* [Task description]
Please pick out every line below that contains the word "positive" and copy each of those lines in full.

* [Task material]
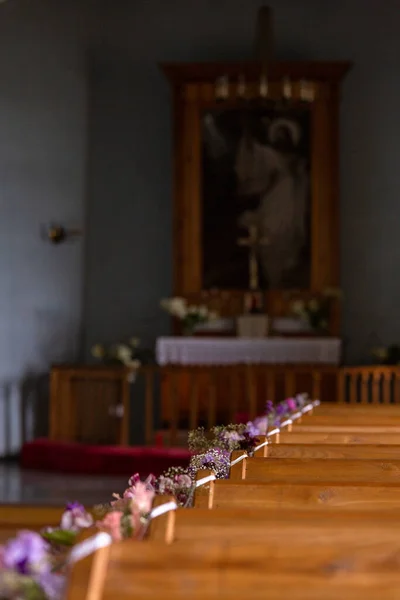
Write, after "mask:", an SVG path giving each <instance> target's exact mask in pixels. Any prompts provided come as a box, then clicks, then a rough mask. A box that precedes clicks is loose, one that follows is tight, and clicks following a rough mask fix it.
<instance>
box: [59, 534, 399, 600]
mask: <svg viewBox="0 0 400 600" xmlns="http://www.w3.org/2000/svg"><path fill="white" fill-rule="evenodd" d="M304 537H306V536H304ZM139 544H140V545H139ZM378 546H379V545H378V544H377V546H376V548H378ZM288 548H290V544H288ZM311 548H312V547H311V545H310V549H311ZM381 548H382V546H381ZM325 549H326V550H325V551H324V552H322V553H321V552H318V551H317V550H320V549H319V548H317V549H316V550H315V551H314V552H310V553H305V552H303V556H302V558H301V560H300V563H298V564H297V563H296V560H295V558H294V557H293V559H292V560H291V559H290V554H289V555H288V560H289V562H286V564H285V563H284V561H283V560H282V559H281V557H279V556H276V551H275V548H274V545H273V544H271V545H270V544H269V543H268V540H262V541H260V542H258V543H256V542H254V541H251V542H249V541H247V540H245V539H244V540H243V539H236V540H235V541H232V542H228V541H227V540H218V539H215V538H211V539H207V540H206V541H203V542H201V541H199V542H197V543H195V544H194V543H193V542H192V541H189V542H182V543H181V544H172V545H170V546H166V545H165V544H164V543H162V542H152V541H148V542H133V541H124V542H121V543H118V544H113V545H112V546H109V547H107V548H104V549H101V550H98V551H97V552H96V553H95V554H93V555H91V556H90V557H88V558H86V559H84V560H82V561H80V562H78V563H77V564H76V565H75V567H74V569H73V572H72V574H71V577H70V581H69V587H68V590H67V600H89V599H91V600H114V599H115V598H118V599H119V600H128V599H129V600H132V598H134V599H135V600H149V599H150V598H156V597H162V598H163V600H183V599H185V600H187V598H191V599H194V600H200V599H201V600H204V598H207V599H211V600H216V599H217V598H218V599H221V598H222V599H228V598H229V599H230V600H232V599H234V600H239V598H240V599H241V600H242V599H243V598H247V597H249V596H251V598H252V599H254V598H255V599H257V600H261V599H263V600H265V598H268V600H270V599H274V600H284V599H285V600H287V598H291V599H294V600H322V599H323V600H338V598H346V599H347V598H349V599H350V598H351V599H352V598H358V597H360V598H363V600H376V599H377V598H379V599H380V600H395V599H396V598H397V597H398V588H399V586H400V572H399V570H398V567H397V565H396V564H394V563H393V557H392V556H390V557H389V556H388V557H387V558H386V559H385V558H382V562H381V564H380V563H379V560H378V561H377V562H376V565H374V568H373V569H372V568H369V569H368V570H367V569H366V568H365V567H363V566H362V565H363V563H362V561H360V562H358V560H357V555H354V556H353V555H351V554H349V553H346V549H345V547H344V548H343V550H342V554H341V555H340V556H338V555H337V554H336V553H335V550H334V549H332V548H331V547H330V546H329V544H325ZM359 551H360V552H362V551H363V548H362V547H360V548H359ZM377 551H379V550H377ZM357 553H358V551H357ZM294 556H297V554H295V555H294ZM275 561H277V562H278V563H279V564H281V565H282V568H283V569H284V570H278V569H277V568H276V562H275ZM396 594H397V595H396Z"/></svg>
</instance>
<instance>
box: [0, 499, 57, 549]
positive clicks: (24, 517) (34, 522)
mask: <svg viewBox="0 0 400 600" xmlns="http://www.w3.org/2000/svg"><path fill="white" fill-rule="evenodd" d="M62 513H63V509H62V508H60V507H58V508H55V507H51V506H24V505H20V504H18V505H15V504H2V505H0V543H2V542H5V541H6V540H7V539H9V538H10V537H13V536H15V534H16V533H17V531H19V530H21V529H31V530H33V531H40V530H41V529H43V528H44V527H56V526H57V525H59V523H60V519H61V515H62Z"/></svg>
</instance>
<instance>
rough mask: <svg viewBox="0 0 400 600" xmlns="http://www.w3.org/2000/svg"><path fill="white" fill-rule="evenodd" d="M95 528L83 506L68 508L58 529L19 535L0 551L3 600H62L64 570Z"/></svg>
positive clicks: (2, 546)
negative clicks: (87, 528) (88, 536)
mask: <svg viewBox="0 0 400 600" xmlns="http://www.w3.org/2000/svg"><path fill="white" fill-rule="evenodd" d="M92 524H93V518H92V516H91V515H90V514H89V513H87V512H86V510H85V509H84V507H83V506H82V505H81V504H78V503H73V504H68V505H67V507H66V510H65V512H64V513H63V515H62V517H61V523H60V526H59V527H56V528H50V527H49V528H46V529H45V530H44V531H42V532H41V533H36V532H33V531H20V532H19V533H18V535H17V536H16V537H15V538H13V539H11V540H9V541H8V542H7V543H6V544H5V545H4V546H1V547H0V598H1V599H2V600H18V599H20V598H21V599H26V600H58V599H59V598H61V597H62V594H63V590H64V584H65V576H64V566H65V563H66V558H67V556H68V552H69V550H70V548H71V547H72V546H73V545H74V544H75V543H76V542H77V539H78V535H79V533H80V532H81V531H82V529H86V528H87V527H90V526H91V525H92Z"/></svg>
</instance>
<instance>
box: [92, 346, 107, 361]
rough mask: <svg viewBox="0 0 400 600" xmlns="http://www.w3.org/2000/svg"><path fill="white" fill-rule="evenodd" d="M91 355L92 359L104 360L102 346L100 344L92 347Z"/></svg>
mask: <svg viewBox="0 0 400 600" xmlns="http://www.w3.org/2000/svg"><path fill="white" fill-rule="evenodd" d="M91 354H92V356H93V357H94V358H104V356H105V354H106V352H105V350H104V346H102V345H101V344H96V345H95V346H92V349H91Z"/></svg>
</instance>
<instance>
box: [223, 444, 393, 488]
mask: <svg viewBox="0 0 400 600" xmlns="http://www.w3.org/2000/svg"><path fill="white" fill-rule="evenodd" d="M242 455H243V452H241V451H235V452H232V459H233V460H235V458H236V457H238V456H242ZM230 479H231V480H237V479H247V480H253V481H270V482H271V483H273V482H277V483H279V482H280V483H286V482H290V483H301V482H304V481H307V482H309V483H312V482H314V481H316V482H318V481H325V482H329V483H332V484H335V483H360V482H361V483H364V482H369V481H373V482H374V483H376V484H378V483H389V482H392V483H397V484H399V485H400V460H398V459H386V460H380V459H347V460H346V461H345V462H344V461H343V459H335V458H333V459H330V460H329V461H328V462H327V461H326V459H320V458H316V459H309V458H245V459H244V460H241V461H240V462H238V463H236V464H235V465H234V466H232V467H231V472H230Z"/></svg>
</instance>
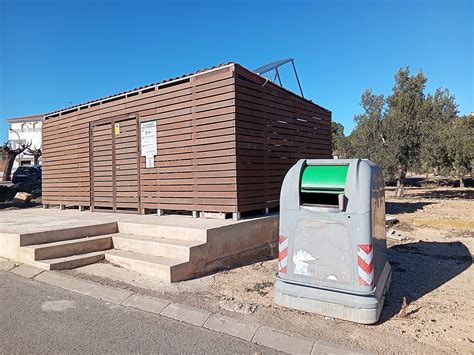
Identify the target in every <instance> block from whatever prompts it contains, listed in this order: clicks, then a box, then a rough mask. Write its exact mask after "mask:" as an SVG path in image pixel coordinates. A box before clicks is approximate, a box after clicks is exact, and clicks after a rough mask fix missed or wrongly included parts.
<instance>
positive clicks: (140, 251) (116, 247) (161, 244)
mask: <svg viewBox="0 0 474 355" xmlns="http://www.w3.org/2000/svg"><path fill="white" fill-rule="evenodd" d="M111 237H112V240H113V243H114V248H115V249H120V250H124V251H131V252H134V253H139V254H147V255H154V256H162V257H165V258H170V259H179V260H186V261H188V260H189V258H190V254H191V248H192V247H195V246H198V245H202V244H203V243H202V242H196V241H187V240H177V239H168V238H150V237H148V236H141V235H132V234H125V233H116V234H112V235H111Z"/></svg>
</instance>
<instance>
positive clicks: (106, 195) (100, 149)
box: [91, 118, 140, 212]
mask: <svg viewBox="0 0 474 355" xmlns="http://www.w3.org/2000/svg"><path fill="white" fill-rule="evenodd" d="M91 131H92V139H91V145H92V147H91V151H92V167H91V176H92V179H91V180H92V181H91V183H92V186H91V187H92V189H91V190H92V194H91V195H92V196H91V204H92V208H93V209H94V210H109V211H116V212H139V211H140V194H139V185H138V180H139V178H138V176H139V175H138V136H137V133H138V132H137V120H136V119H135V118H117V119H114V120H112V121H109V122H107V123H98V124H94V125H93V126H92V130H91Z"/></svg>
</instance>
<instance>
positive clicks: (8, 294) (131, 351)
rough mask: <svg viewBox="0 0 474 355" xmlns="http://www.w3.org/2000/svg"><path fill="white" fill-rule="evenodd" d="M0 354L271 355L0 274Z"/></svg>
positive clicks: (251, 348)
mask: <svg viewBox="0 0 474 355" xmlns="http://www.w3.org/2000/svg"><path fill="white" fill-rule="evenodd" d="M0 353H2V354H38V353H68V354H69V353H81V354H84V353H95V354H103V353H115V354H117V353H166V354H176V353H180V354H182V353H188V354H189V353H206V354H233V353H239V354H255V353H265V354H267V353H275V352H274V351H273V350H271V349H268V348H265V347H262V346H259V345H256V344H253V343H250V342H246V341H243V340H239V339H237V338H233V337H231V336H227V335H225V334H220V333H216V332H212V331H209V330H206V329H203V328H198V327H194V326H192V325H188V324H185V323H181V322H177V321H174V320H171V319H168V318H165V317H161V316H159V315H154V314H151V313H147V312H142V311H139V310H135V309H132V308H129V307H123V306H118V305H115V304H111V303H107V302H104V301H101V300H97V299H94V298H91V297H87V296H84V295H80V294H77V293H73V292H70V291H67V290H63V289H60V288H56V287H52V286H49V285H46V284H43V283H41V282H38V281H34V280H30V279H26V278H23V277H21V276H17V275H13V274H10V273H7V272H3V271H0Z"/></svg>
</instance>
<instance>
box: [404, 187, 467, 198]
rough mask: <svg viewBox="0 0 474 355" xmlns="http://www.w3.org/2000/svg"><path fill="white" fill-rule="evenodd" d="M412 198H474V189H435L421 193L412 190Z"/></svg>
mask: <svg viewBox="0 0 474 355" xmlns="http://www.w3.org/2000/svg"><path fill="white" fill-rule="evenodd" d="M409 197H410V198H427V199H429V198H438V199H453V198H454V199H463V200H472V199H474V190H467V189H459V190H433V191H426V192H421V193H416V192H415V193H413V192H411V191H410V195H409Z"/></svg>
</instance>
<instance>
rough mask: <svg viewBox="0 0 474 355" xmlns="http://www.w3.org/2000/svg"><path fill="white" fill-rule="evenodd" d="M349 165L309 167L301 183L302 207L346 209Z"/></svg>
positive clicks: (341, 209) (304, 170)
mask: <svg viewBox="0 0 474 355" xmlns="http://www.w3.org/2000/svg"><path fill="white" fill-rule="evenodd" d="M348 169H349V165H309V166H306V168H305V169H304V170H303V174H302V176H301V182H300V205H304V206H318V207H332V208H339V209H340V210H343V209H344V191H345V188H346V178H347V171H348Z"/></svg>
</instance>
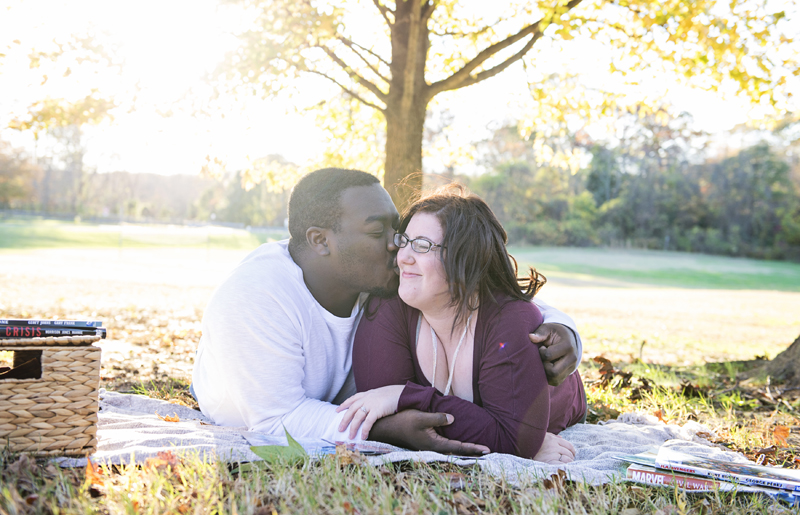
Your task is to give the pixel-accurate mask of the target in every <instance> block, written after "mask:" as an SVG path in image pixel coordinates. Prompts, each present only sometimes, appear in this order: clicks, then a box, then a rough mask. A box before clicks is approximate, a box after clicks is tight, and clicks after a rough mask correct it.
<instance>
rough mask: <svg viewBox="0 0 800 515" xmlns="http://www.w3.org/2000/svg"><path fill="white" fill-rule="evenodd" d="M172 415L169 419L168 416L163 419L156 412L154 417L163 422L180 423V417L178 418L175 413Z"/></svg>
mask: <svg viewBox="0 0 800 515" xmlns="http://www.w3.org/2000/svg"><path fill="white" fill-rule="evenodd" d="M172 415H173V416H171V417H170V416H169V415H167V416H165V417H162V416H161V415H159V414H158V412H156V416H157V417H158V418H160V419H161V420H163V421H164V422H180V421H181V419H180V417H178V414H177V413H175V412H173V413H172Z"/></svg>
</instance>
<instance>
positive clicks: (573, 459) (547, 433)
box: [533, 433, 578, 465]
mask: <svg viewBox="0 0 800 515" xmlns="http://www.w3.org/2000/svg"><path fill="white" fill-rule="evenodd" d="M577 453H578V452H577V451H576V450H575V447H573V446H572V444H571V443H569V442H568V441H566V440H564V438H562V437H560V436H558V435H554V434H553V433H547V434H545V435H544V441H543V442H542V446H541V447H540V448H539V452H537V453H536V456H534V457H533V459H534V460H536V461H543V462H545V463H549V464H550V465H564V464H565V463H569V462H571V461H573V460H575V455H576V454H577Z"/></svg>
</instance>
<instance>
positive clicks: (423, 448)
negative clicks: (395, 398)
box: [369, 410, 489, 456]
mask: <svg viewBox="0 0 800 515" xmlns="http://www.w3.org/2000/svg"><path fill="white" fill-rule="evenodd" d="M453 420H454V419H453V415H448V414H446V413H425V412H424V411H418V410H405V411H401V412H399V413H395V414H394V415H389V416H388V417H383V418H381V419H378V420H377V421H376V422H375V425H373V426H372V430H371V431H370V433H369V436H370V440H377V441H379V442H385V443H390V444H392V445H397V446H398V447H405V448H406V449H413V450H415V451H436V452H440V453H442V454H458V455H461V456H479V455H482V454H487V453H489V448H488V447H486V446H483V445H477V444H474V443H466V442H459V441H457V440H448V439H447V438H445V437H443V436H441V435H440V434H438V433H437V432H436V430H435V429H434V428H435V427H440V426H447V425H450V424H452V423H453Z"/></svg>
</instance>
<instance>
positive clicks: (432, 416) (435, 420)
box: [417, 413, 455, 428]
mask: <svg viewBox="0 0 800 515" xmlns="http://www.w3.org/2000/svg"><path fill="white" fill-rule="evenodd" d="M453 420H455V418H454V417H453V415H451V414H449V413H422V416H421V417H419V418H418V419H417V422H418V424H419V425H418V427H420V428H427V427H441V426H449V425H450V424H452V423H453Z"/></svg>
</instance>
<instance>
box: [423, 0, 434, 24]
mask: <svg viewBox="0 0 800 515" xmlns="http://www.w3.org/2000/svg"><path fill="white" fill-rule="evenodd" d="M436 3H437V2H436V0H430V2H429V3H428V2H426V3H425V9H423V10H422V12H421V13H420V18H421V19H422V20H424V21H428V18H430V17H431V15H433V11H434V10H436Z"/></svg>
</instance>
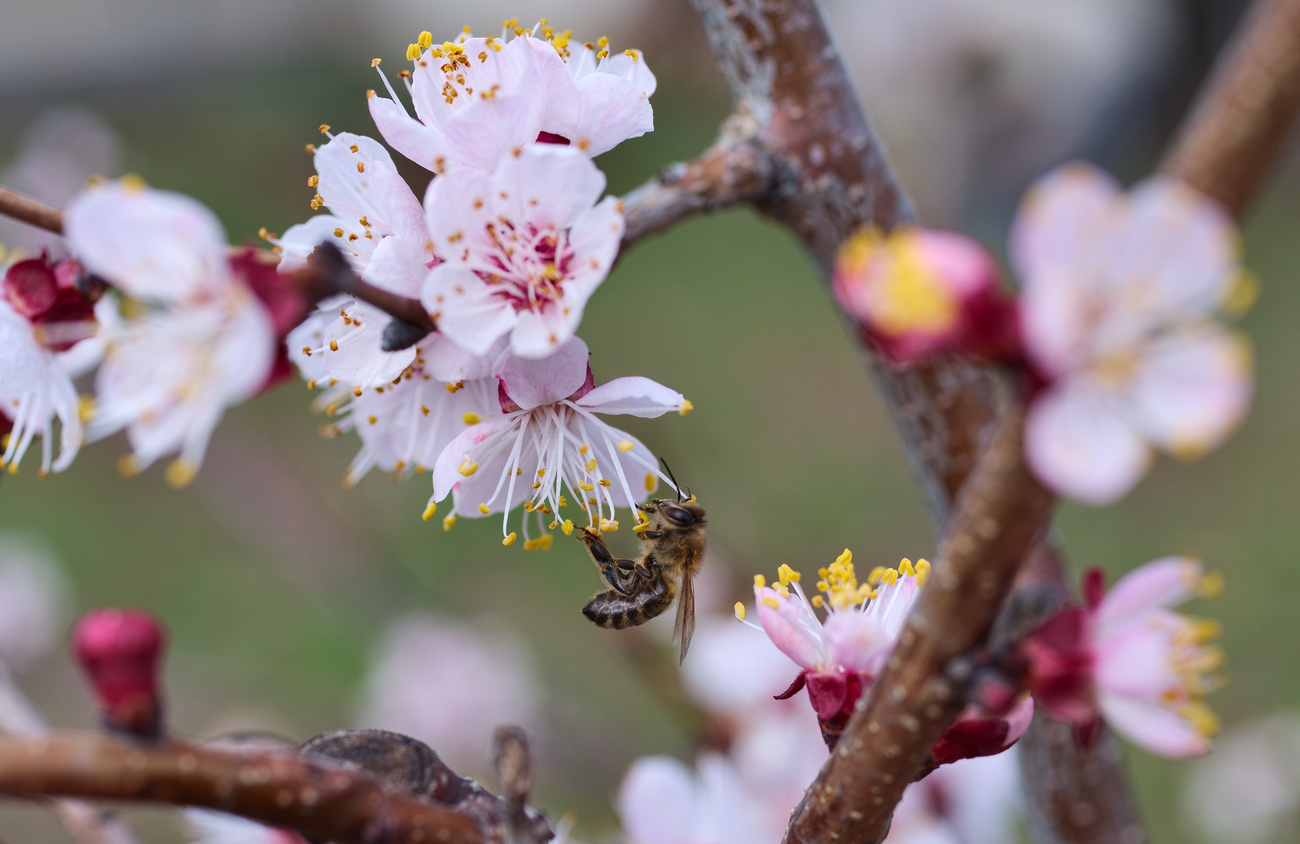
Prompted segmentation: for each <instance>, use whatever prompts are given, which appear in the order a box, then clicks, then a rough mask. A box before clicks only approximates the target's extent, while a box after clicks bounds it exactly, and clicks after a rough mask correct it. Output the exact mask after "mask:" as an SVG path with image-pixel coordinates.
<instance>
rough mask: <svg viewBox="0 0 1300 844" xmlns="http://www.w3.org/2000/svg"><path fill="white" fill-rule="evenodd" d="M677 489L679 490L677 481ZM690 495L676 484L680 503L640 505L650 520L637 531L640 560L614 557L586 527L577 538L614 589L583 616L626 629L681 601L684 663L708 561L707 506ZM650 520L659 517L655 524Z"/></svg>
mask: <svg viewBox="0 0 1300 844" xmlns="http://www.w3.org/2000/svg"><path fill="white" fill-rule="evenodd" d="M664 468H666V469H667V468H668V467H667V466H664ZM668 477H672V472H668ZM673 486H677V481H676V480H673ZM686 493H688V498H685V499H682V495H681V488H680V486H677V501H671V499H667V498H655V499H653V501H651V502H650V503H649V505H637V510H640V511H641V512H643V514H646V516H647V519H646V523H647V524H646V527H645V528H643V529H638V531H637V533H638V536H640V538H641V550H642V557H641V559H638V560H634V559H615V558H614V555H612V554H611V553H610V549H607V547H606V546H604V541H603V540H602V538H601V534H599V533H598V532H597V531H593V529H590V528H582V533H581V536H580V537H578V538H581V540H582V542H585V544H586V550H588V553H589V554H590V555H591V559H593V560H594V562H595V566H597V568H599V571H601V579H602V580H604V583H606V585H608V587H610V589H608V590H607V592H601V593H598V594H597V596H595V597H594V598H591V600H590V601H589V602H588V605H586V606H585V607H582V615H585V616H586V618H589V619H591V622H593V623H595V624H599V626H601V627H604V628H611V629H625V628H628V627H636V626H637V624H645V623H646V622H649V620H650V619H653V618H655V616H656V615H660V614H663V613H664V610H667V609H668V607H669V606H672V602H673V600H676V601H677V620H676V623H675V624H673V632H672V640H673V641H675V642H676V641H680V642H681V659H682V661H684V659H685V658H686V649H688V648H690V637H692V636H693V635H694V632H695V592H694V588H693V584H692V581H693V580H694V577H695V575H698V574H699V567H701V566H702V564H703V562H705V508H703V507H701V506H699V505H698V503H695V497H694V495H690V494H689V493H690V490H686ZM650 516H654V520H653V524H650Z"/></svg>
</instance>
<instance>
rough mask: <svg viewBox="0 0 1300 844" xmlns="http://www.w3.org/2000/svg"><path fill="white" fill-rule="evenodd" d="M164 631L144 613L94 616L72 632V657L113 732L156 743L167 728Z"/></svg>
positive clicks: (119, 613) (101, 610) (97, 615)
mask: <svg viewBox="0 0 1300 844" xmlns="http://www.w3.org/2000/svg"><path fill="white" fill-rule="evenodd" d="M164 644H165V635H164V632H162V626H161V624H159V622H157V620H156V619H155V618H153V616H152V615H148V614H147V613H142V611H139V610H91V611H90V613H87V614H86V615H85V616H82V620H81V622H78V623H77V627H75V628H74V629H73V654H74V655H75V657H77V662H78V663H81V667H82V670H83V671H85V672H86V676H87V679H90V684H91V688H92V689H94V692H95V697H96V700H98V702H99V707H100V713H101V717H103V719H104V726H105V727H107V728H108V730H113V731H121V732H129V733H133V735H135V736H139V737H144V739H156V737H157V736H159V735H160V732H161V726H162V698H161V696H160V694H159V683H157V679H159V659H160V658H161V655H162V648H164Z"/></svg>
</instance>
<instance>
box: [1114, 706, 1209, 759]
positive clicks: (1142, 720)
mask: <svg viewBox="0 0 1300 844" xmlns="http://www.w3.org/2000/svg"><path fill="white" fill-rule="evenodd" d="M1101 711H1102V714H1104V715H1105V718H1106V723H1109V724H1110V726H1112V727H1113V728H1114V730H1115V732H1118V733H1121V735H1122V736H1125V737H1126V739H1128V740H1130V741H1132V743H1134V744H1136V745H1138V746H1140V748H1143V749H1145V750H1149V752H1151V753H1156V754H1160V756H1167V757H1174V758H1184V757H1190V756H1204V754H1205V753H1209V749H1210V743H1209V739H1206V737H1205V736H1203V735H1201V733H1199V732H1197V731H1196V728H1195V727H1193V726H1192V724H1191V723H1190V722H1188V720H1187V719H1184V718H1182V717H1179V715H1178V714H1177V713H1174V711H1171V710H1169V709H1165V707H1164V706H1161V705H1160V704H1153V702H1148V701H1135V700H1131V698H1126V697H1118V696H1110V694H1102V696H1101Z"/></svg>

* [Response to the task]
positive clicks: (24, 517) (34, 522)
positive clicks: (2, 546)
positive clicks: (140, 251) (116, 247) (161, 244)
positive clicks: (106, 195) (100, 149)
positive clicks: (8, 294) (131, 351)
positive clicks: (251, 348)
positive clicks: (341, 209) (304, 170)
positive clicks: (573, 459) (547, 433)
positive clicks: (423, 448)
positive clicks: (432, 416) (435, 420)
positive clicks: (119, 613) (101, 610) (97, 615)
positive clicks: (1142, 720)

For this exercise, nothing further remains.